■ **Task prompt**
Print the entries below word for word; the pictures stay out of your copy.

## START Information provided

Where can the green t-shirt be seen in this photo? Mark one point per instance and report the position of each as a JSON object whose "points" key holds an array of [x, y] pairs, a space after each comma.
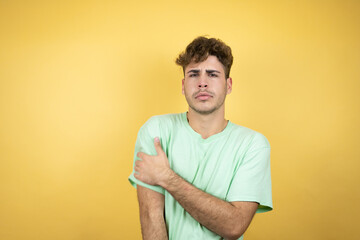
{"points": [[233, 165]]}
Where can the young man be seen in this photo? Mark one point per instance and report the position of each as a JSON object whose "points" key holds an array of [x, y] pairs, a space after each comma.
{"points": [[199, 176]]}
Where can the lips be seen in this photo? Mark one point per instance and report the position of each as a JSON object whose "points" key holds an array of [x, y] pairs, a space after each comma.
{"points": [[203, 96]]}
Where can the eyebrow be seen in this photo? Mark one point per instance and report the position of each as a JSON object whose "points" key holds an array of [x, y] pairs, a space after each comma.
{"points": [[198, 70]]}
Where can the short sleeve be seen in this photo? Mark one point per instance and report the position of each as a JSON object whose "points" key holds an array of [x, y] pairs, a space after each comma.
{"points": [[252, 179], [145, 143]]}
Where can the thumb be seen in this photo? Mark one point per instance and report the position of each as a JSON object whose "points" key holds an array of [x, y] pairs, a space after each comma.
{"points": [[157, 144]]}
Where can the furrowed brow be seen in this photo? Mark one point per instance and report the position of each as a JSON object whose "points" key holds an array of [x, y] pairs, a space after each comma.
{"points": [[212, 71], [194, 71]]}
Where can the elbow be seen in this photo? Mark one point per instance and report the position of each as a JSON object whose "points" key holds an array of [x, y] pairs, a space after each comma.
{"points": [[234, 233]]}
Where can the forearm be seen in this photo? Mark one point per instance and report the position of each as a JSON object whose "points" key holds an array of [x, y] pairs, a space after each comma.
{"points": [[151, 207], [215, 214], [153, 227]]}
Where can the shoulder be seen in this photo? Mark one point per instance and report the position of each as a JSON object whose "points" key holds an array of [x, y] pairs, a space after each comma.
{"points": [[254, 139], [162, 122]]}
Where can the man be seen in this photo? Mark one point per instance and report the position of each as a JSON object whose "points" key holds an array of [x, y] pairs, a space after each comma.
{"points": [[199, 176]]}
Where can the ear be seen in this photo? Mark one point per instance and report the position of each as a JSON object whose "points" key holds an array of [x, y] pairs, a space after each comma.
{"points": [[182, 86], [229, 85]]}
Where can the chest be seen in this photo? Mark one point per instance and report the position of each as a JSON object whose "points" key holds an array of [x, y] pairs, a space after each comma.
{"points": [[209, 166]]}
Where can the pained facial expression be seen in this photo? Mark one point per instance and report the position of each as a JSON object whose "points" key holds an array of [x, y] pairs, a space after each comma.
{"points": [[205, 87]]}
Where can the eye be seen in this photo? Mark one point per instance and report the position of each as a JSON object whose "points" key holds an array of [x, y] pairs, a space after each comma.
{"points": [[213, 75]]}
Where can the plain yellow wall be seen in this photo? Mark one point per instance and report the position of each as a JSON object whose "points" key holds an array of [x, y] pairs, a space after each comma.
{"points": [[79, 78]]}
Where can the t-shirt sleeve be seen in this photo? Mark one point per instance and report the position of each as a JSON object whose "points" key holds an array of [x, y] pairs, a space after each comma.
{"points": [[145, 143], [252, 179]]}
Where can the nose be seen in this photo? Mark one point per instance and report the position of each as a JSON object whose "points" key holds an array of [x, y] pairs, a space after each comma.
{"points": [[202, 82]]}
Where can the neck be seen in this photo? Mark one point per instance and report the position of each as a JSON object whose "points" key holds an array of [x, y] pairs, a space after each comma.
{"points": [[207, 125]]}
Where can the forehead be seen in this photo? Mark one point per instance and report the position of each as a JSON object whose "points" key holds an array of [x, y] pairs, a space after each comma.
{"points": [[211, 62]]}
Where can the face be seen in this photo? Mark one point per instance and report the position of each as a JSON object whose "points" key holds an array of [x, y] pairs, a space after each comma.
{"points": [[205, 87]]}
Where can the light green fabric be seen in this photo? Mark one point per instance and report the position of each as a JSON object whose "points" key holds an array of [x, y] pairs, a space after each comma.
{"points": [[233, 165]]}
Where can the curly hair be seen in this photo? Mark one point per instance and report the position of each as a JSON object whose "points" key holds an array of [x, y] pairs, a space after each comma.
{"points": [[199, 50]]}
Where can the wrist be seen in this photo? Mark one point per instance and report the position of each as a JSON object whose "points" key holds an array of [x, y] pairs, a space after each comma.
{"points": [[169, 175]]}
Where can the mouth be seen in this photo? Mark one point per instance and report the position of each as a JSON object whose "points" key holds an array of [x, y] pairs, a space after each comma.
{"points": [[203, 96]]}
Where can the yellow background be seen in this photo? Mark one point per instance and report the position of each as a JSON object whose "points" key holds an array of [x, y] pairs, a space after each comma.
{"points": [[79, 78]]}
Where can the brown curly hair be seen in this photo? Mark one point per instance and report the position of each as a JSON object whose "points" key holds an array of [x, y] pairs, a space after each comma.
{"points": [[199, 50]]}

## END Information provided

■ **Response below**
Where can the green t-shirt be seen in this photo? Mark one point per instance and report the position of each as a JSON object whose "points" key holds an array of [x, y] pairs, a space after each comma.
{"points": [[233, 165]]}
Where can the young man be seen in this photo? Mark one point per instance and report the position of each as a JSON object whose "points" key holds an array of [x, y] pairs, a space after each comma.
{"points": [[199, 176]]}
Where can the lips be seen in this photo? Mark one point per instance and report the position of each as a JSON object whose "points" key holds an array of [x, y] pairs, a space after each comma.
{"points": [[203, 96]]}
Where can the eyebrow be seen in this photo? Mark one point per instance and report the position of each as a JSON object whose "points" key holds an array of [x, y] pairs, a space after each comma.
{"points": [[198, 70]]}
Where can the short sleeve be seen in this photo? Mark one point per instance and report the position of each as a JSON object whose "points" key holds an array of [x, y] pairs, a space after each comma.
{"points": [[252, 179], [145, 143]]}
Where can the thumb be seen in this photo? Mark one point per instance and report the position of each as a JSON object whose "points" key holds an array of [x, y] pairs, a space after each comma.
{"points": [[157, 144]]}
Where can the furrowed brow be seen in this photo? Mark one point per instance and report the position of each as a JSON object whose "points" key holds an array of [x, y] pairs, a space after each comma.
{"points": [[212, 71], [194, 71]]}
Where can the elbow be seen in this photo? Mark one point per instance and report the position of each as a JSON object whose "points" key holds an array of [x, y] pairs, a space after each comma.
{"points": [[234, 233]]}
Where can the forearm be seen in this photo? Mark one point per instance and report the position of each as a JSON object whose "points" key holds an array of [x, y] pairs, a space after each comma.
{"points": [[151, 207], [215, 214], [153, 227]]}
Where can the shoulder be seen in this photo? Mark one point per instance and report the position of each as a JSON object whose "points" key holds an array of [x, y] pairs, a space after each comma.
{"points": [[254, 139], [162, 122]]}
Where can the man be seen in this photo? Mark one point per instance and report the position of each as a JSON object whose "points" key holds an array of [x, y] pairs, a space after each comma.
{"points": [[199, 176]]}
Where can the ear be seen in this photo? Mark one point per instance and report the position of each as a JSON object whose "points" key holds an array of [x, y] pairs, a space after each comma.
{"points": [[182, 86], [229, 85]]}
Where can the chest be seen in this photo? Mark one point per instance and report the position of each as a JSON object whose "points" key holds an array of [x, y] pairs, a space after each comma.
{"points": [[209, 166]]}
Where can the pained facial expression be seen in this photo? Mark one point per instance and report the position of each as a JSON object whose "points" key holds an array of [x, y] pairs, a space after each comma.
{"points": [[205, 87]]}
Where can the eye be seen in this photo? Mark one point per instance and report the position of each as a JSON object whose "points" key holds an array of [x, y] pairs, a space after each comma.
{"points": [[213, 75]]}
Where can the plain yellow wall be seen in this photo? Mark one point per instance and report the position of each as a JSON object whose "points" key holds an array of [x, y] pairs, a space after each comma.
{"points": [[79, 78]]}
Where can the t-shirt sleeve be seen in this photo? Mark one point per instance and report the position of each as a JSON object whose "points" key holds an array of [x, y] pairs, a space after each comma.
{"points": [[145, 143], [252, 179]]}
Where can the nose be seen in this photo? Mark one point per instance and report the position of each as a JSON object whose "points" key holds an array of [x, y] pairs, a space after each comma.
{"points": [[202, 82]]}
Where can the neck be seen in this photo? Mark one point per instance and report the position of each as a JSON object whose "points" key holds an array of [x, y] pairs, a space after each comma.
{"points": [[207, 125]]}
Where can the forehead be seen in this photo? Mark one point per instance and report the position of each as a JSON object whose "points" key holds an array of [x, y] pairs, a space after each comma.
{"points": [[211, 62]]}
Where can the face be seen in this photo? Mark one point per instance and report the position of each as a JSON object whose "points" key holds an array of [x, y] pairs, a space after each comma.
{"points": [[205, 87]]}
Where can the light green fabric be seen in this photo? Mark one point per instance and report the position of each as a JSON object whose "points" key holds an array of [x, y] pairs, a space after each comma.
{"points": [[233, 165]]}
Where can the curly hair be seen in this photo? Mark one point per instance and report the position of each as a JSON object whose "points" key holds an array of [x, y] pairs, a space after each comma.
{"points": [[199, 50]]}
Where can the wrist be seen in this photo? Mark one point per instance and report the position of each as a JSON object whose "points" key holds an array of [x, y] pairs, a space after each comma.
{"points": [[169, 175]]}
Where can the mouth be seen in this photo? Mark one point per instance and report the position of each as a JSON object whose "points" key holds an array of [x, y] pairs, a space after each comma.
{"points": [[203, 96]]}
Where can the yellow background be seen in this photo? Mark one point per instance and report the position of each as a JSON object whose "points" key holds an array of [x, y] pairs, a space after each comma.
{"points": [[79, 78]]}
Where can the brown curly hair be seen in this photo? Mark one point per instance and report the position of each as a JSON object whose "points" key holds an array of [x, y] pairs, a space after each comma.
{"points": [[199, 50]]}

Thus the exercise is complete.